Filter the entries below and copy every line that contains the word "headlight", keeping the lines in their original order.

= Raw data =

____________________

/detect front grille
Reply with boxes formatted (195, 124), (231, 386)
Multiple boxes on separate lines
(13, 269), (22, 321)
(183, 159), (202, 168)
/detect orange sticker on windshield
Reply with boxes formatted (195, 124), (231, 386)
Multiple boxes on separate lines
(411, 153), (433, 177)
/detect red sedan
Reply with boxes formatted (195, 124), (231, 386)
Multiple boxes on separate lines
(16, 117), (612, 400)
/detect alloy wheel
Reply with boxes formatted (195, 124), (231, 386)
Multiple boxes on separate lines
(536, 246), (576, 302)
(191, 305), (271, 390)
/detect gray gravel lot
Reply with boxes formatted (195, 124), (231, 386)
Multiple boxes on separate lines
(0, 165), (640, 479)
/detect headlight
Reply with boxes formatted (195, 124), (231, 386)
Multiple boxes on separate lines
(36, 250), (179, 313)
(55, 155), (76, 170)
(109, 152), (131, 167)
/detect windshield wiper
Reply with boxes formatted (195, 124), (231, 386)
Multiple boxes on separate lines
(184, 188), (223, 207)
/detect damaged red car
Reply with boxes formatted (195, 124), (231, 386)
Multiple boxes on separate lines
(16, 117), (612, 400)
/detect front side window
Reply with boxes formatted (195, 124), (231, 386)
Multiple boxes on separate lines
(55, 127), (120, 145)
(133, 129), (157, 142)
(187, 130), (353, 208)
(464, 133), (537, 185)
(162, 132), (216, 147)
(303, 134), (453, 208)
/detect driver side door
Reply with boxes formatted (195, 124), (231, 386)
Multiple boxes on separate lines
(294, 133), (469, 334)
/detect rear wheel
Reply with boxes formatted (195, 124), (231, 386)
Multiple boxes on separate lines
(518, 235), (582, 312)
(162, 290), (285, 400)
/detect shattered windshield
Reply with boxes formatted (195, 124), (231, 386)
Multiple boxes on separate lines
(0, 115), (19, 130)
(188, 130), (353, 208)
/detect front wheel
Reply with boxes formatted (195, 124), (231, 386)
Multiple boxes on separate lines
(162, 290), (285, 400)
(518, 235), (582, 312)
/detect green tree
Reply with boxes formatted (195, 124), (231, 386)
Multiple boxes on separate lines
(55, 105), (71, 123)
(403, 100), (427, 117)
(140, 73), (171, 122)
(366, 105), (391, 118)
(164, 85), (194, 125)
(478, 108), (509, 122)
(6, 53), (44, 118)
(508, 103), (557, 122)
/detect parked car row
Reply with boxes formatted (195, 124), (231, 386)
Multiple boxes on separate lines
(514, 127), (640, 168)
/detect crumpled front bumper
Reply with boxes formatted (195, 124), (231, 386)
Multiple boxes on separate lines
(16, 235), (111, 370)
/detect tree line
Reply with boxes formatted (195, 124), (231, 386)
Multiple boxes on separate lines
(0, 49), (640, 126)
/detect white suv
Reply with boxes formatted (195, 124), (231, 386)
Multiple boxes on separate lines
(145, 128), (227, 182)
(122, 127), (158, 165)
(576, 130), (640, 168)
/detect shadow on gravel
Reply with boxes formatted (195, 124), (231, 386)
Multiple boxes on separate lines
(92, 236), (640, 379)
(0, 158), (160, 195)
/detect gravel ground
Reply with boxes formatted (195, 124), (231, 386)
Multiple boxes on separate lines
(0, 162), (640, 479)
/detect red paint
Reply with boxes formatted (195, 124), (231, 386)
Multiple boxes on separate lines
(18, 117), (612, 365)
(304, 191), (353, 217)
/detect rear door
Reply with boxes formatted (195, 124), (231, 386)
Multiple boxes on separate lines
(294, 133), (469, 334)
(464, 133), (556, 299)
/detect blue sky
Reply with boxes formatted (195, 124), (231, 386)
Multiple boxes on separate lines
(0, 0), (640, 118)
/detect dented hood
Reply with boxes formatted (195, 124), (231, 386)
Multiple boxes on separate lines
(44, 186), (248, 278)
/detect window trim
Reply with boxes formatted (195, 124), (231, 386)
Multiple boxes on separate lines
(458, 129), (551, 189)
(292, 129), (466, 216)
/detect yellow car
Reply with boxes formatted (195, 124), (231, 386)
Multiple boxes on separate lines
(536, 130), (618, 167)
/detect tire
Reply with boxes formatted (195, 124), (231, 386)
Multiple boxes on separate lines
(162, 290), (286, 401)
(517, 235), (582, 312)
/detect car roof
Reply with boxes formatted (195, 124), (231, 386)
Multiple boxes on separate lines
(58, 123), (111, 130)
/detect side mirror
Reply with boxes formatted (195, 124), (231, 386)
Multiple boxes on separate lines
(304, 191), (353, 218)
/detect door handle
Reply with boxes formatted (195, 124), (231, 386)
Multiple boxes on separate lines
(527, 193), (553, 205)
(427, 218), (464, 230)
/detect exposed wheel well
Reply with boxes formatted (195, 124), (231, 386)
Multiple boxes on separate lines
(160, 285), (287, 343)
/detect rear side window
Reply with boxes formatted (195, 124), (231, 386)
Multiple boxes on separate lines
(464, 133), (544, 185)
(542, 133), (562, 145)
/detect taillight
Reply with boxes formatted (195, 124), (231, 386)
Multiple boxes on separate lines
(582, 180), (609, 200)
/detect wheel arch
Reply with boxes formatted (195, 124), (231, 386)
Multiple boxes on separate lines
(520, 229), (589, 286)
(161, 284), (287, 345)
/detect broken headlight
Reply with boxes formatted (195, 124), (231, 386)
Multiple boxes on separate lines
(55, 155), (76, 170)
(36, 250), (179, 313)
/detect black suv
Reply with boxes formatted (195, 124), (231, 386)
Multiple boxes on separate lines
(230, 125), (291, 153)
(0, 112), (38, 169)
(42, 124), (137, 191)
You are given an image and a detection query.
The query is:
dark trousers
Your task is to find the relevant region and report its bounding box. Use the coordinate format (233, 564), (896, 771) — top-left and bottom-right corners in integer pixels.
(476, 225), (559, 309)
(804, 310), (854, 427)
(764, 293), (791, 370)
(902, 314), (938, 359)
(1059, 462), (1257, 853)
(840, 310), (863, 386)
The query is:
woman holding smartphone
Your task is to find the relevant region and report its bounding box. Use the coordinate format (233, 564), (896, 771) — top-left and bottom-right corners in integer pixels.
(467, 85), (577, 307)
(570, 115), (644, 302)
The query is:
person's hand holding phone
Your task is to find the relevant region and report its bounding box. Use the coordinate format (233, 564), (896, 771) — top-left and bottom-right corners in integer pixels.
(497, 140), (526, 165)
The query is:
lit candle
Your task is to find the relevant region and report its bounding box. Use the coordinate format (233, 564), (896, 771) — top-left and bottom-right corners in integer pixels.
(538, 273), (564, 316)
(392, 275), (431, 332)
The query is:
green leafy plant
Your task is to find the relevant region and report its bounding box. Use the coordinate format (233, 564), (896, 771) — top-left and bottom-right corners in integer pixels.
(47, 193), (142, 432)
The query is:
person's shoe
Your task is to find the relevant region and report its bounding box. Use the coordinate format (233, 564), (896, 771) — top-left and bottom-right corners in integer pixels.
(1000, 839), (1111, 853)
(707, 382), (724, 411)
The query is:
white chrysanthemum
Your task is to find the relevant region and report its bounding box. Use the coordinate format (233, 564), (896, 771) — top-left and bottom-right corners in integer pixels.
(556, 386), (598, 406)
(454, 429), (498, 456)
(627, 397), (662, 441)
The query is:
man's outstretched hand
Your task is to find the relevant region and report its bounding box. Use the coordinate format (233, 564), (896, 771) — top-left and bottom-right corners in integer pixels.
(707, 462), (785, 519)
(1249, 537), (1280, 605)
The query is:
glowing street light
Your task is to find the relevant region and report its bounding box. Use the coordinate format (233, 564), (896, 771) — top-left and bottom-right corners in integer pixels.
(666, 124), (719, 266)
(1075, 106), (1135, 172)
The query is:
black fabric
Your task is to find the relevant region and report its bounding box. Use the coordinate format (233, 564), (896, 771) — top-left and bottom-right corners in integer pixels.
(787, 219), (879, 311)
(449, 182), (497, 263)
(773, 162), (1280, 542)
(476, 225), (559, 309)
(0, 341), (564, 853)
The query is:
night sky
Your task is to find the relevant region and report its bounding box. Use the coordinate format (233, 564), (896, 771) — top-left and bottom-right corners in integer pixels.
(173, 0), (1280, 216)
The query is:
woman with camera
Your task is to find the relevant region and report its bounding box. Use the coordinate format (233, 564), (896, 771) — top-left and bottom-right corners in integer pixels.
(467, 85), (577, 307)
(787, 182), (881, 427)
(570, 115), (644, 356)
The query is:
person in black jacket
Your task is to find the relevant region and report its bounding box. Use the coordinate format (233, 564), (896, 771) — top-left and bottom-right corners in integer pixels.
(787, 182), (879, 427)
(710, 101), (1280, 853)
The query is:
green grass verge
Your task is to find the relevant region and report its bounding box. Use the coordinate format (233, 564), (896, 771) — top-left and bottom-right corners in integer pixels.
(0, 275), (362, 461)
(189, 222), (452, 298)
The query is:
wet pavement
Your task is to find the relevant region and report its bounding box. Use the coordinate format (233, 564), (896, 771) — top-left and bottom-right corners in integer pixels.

____________________

= Output of the exercise =
/detect headlight
/detect broken headlight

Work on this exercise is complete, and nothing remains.